■ **What is being asked**
With the line containing "positive clicks: (201, 144)" as the start and the line containing "positive clicks: (200, 214)" as the end, transcribe that span of the entries below exactly, including both.

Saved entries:
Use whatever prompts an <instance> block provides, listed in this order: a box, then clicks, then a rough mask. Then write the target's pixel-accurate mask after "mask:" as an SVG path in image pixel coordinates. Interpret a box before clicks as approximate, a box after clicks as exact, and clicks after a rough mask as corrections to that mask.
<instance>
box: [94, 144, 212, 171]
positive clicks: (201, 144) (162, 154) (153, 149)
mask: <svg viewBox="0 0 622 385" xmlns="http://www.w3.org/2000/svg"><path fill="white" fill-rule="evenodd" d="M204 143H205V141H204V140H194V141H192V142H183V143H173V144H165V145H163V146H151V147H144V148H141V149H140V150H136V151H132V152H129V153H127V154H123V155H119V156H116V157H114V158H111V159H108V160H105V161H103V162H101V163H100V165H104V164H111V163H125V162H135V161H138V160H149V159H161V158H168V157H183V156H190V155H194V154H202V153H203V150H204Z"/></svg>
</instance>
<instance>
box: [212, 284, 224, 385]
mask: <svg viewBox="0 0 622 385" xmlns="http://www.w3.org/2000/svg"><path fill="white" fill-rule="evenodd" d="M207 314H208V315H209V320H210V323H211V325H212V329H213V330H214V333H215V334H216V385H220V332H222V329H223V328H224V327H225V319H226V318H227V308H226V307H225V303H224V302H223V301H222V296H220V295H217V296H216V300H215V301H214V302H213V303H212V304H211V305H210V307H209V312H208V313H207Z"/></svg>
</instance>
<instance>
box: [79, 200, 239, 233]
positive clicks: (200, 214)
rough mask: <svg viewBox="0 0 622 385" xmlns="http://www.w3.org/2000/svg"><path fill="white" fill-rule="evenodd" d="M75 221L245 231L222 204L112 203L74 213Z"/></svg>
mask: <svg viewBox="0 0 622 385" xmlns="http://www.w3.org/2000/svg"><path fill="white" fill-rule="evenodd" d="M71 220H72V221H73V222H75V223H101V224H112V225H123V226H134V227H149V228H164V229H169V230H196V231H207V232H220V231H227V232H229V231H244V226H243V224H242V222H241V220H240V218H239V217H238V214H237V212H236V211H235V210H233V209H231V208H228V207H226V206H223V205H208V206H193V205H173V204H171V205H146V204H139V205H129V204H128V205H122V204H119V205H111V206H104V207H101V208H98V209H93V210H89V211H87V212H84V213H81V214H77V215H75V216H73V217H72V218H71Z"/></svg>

■ **Answer for the task**
positive clicks: (201, 144) (162, 154) (153, 149)
mask: <svg viewBox="0 0 622 385" xmlns="http://www.w3.org/2000/svg"><path fill="white" fill-rule="evenodd" d="M204 143H205V141H204V140H194V141H192V142H183V143H173V144H165V145H163V146H151V147H144V148H141V149H140V150H136V151H132V152H129V153H127V154H123V155H119V156H116V157H114V158H111V159H108V160H105V161H103V162H101V163H100V165H104V164H111V163H125V162H135V161H138V160H149V159H161V158H168V157H183V156H190V155H194V154H202V153H203V150H204Z"/></svg>
</instance>
<instance>
box: [212, 284, 224, 385]
mask: <svg viewBox="0 0 622 385" xmlns="http://www.w3.org/2000/svg"><path fill="white" fill-rule="evenodd" d="M207 314H208V315H209V320H210V323H211V325H212V329H213V330H214V333H215V334H216V385H220V332H222V329H223V328H224V327H225V319H226V318H227V308H226V307H225V303H224V302H223V301H222V296H220V295H217V296H216V300H215V301H214V302H213V303H212V304H211V305H210V307H209V312H208V313H207Z"/></svg>
</instance>
<instance>
box: [79, 200, 239, 233]
positive clicks: (200, 214)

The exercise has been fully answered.